[BEGIN]

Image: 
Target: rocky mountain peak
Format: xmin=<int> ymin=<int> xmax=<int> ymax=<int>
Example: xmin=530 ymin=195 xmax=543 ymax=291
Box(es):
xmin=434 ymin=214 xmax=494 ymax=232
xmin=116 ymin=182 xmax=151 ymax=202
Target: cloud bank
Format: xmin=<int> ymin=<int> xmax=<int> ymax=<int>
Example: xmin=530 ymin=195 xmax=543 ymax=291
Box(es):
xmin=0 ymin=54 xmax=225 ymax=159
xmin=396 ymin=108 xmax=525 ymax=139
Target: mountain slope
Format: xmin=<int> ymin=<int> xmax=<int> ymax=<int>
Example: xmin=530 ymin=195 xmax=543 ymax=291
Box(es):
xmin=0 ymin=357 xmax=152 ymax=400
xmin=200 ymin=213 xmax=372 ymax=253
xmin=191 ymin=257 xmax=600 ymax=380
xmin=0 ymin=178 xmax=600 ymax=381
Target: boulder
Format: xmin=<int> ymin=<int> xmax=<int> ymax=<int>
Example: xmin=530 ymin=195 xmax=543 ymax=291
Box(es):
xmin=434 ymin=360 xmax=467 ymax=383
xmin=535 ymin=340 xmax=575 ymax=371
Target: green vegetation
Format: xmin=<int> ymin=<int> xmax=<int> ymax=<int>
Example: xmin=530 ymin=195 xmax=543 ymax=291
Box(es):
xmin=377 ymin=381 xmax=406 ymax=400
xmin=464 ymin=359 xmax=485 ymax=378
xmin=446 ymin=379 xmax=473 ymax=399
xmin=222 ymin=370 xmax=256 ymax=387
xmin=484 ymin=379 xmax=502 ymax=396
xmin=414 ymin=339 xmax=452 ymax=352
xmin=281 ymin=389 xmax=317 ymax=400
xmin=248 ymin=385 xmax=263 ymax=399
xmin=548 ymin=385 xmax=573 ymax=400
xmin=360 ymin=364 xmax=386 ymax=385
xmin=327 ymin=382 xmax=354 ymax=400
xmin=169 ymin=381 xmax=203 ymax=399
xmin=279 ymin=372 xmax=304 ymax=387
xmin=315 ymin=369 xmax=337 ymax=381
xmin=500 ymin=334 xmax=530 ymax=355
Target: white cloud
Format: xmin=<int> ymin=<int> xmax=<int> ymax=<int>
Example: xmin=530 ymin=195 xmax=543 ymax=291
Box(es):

[END]

#### Given request:
Present every line of the rows above as a numbered list, omitting any blank lines.

#### Answer to the task:
1. Image: 
2. Target: rocky mountain peak
3. Format: xmin=<int> ymin=<int> xmax=<int> ymax=<int>
4. Example: xmin=530 ymin=195 xmax=543 ymax=291
5. Box(es):
6. xmin=434 ymin=214 xmax=494 ymax=232
7. xmin=116 ymin=182 xmax=151 ymax=202
8. Target: cloud bank
9. Format: xmin=<int> ymin=<int> xmax=<int> ymax=<int>
10. Example: xmin=530 ymin=195 xmax=543 ymax=291
11. Box(es):
12. xmin=0 ymin=54 xmax=225 ymax=159
13. xmin=396 ymin=108 xmax=525 ymax=139
14. Target: mountain slope
15. Format: xmin=<int> ymin=<int> xmax=<int> ymax=<int>
16. Example: xmin=530 ymin=195 xmax=543 ymax=291
17. Box(es):
18. xmin=0 ymin=357 xmax=152 ymax=400
19. xmin=200 ymin=213 xmax=372 ymax=253
20. xmin=191 ymin=257 xmax=600 ymax=380
21. xmin=0 ymin=178 xmax=600 ymax=381
22. Target: boulder
23. Format: xmin=<int> ymin=<int> xmax=<int> ymax=<int>
24. Example: xmin=530 ymin=195 xmax=543 ymax=291
25. Box(es):
26. xmin=434 ymin=360 xmax=467 ymax=383
27. xmin=535 ymin=340 xmax=575 ymax=371
28. Target: green vegetation
29. Format: xmin=<int> ymin=<int> xmax=<int> ymax=<int>
30. Example: xmin=530 ymin=195 xmax=543 ymax=291
31. Box(es):
32. xmin=377 ymin=381 xmax=406 ymax=400
33. xmin=464 ymin=359 xmax=485 ymax=378
34. xmin=446 ymin=379 xmax=473 ymax=399
35. xmin=222 ymin=370 xmax=256 ymax=387
36. xmin=484 ymin=379 xmax=502 ymax=396
37. xmin=414 ymin=339 xmax=452 ymax=352
38. xmin=281 ymin=389 xmax=317 ymax=400
39. xmin=248 ymin=385 xmax=263 ymax=399
40. xmin=548 ymin=385 xmax=573 ymax=400
41. xmin=360 ymin=364 xmax=386 ymax=385
42. xmin=327 ymin=382 xmax=354 ymax=400
43. xmin=169 ymin=381 xmax=203 ymax=399
44. xmin=279 ymin=372 xmax=304 ymax=387
45. xmin=315 ymin=369 xmax=337 ymax=381
46. xmin=500 ymin=334 xmax=530 ymax=355
47. Target: white cloud
48. Format: xmin=<int> ymin=<int> xmax=<int> ymax=<int>
49. Example: xmin=530 ymin=195 xmax=543 ymax=291
50. Box(es):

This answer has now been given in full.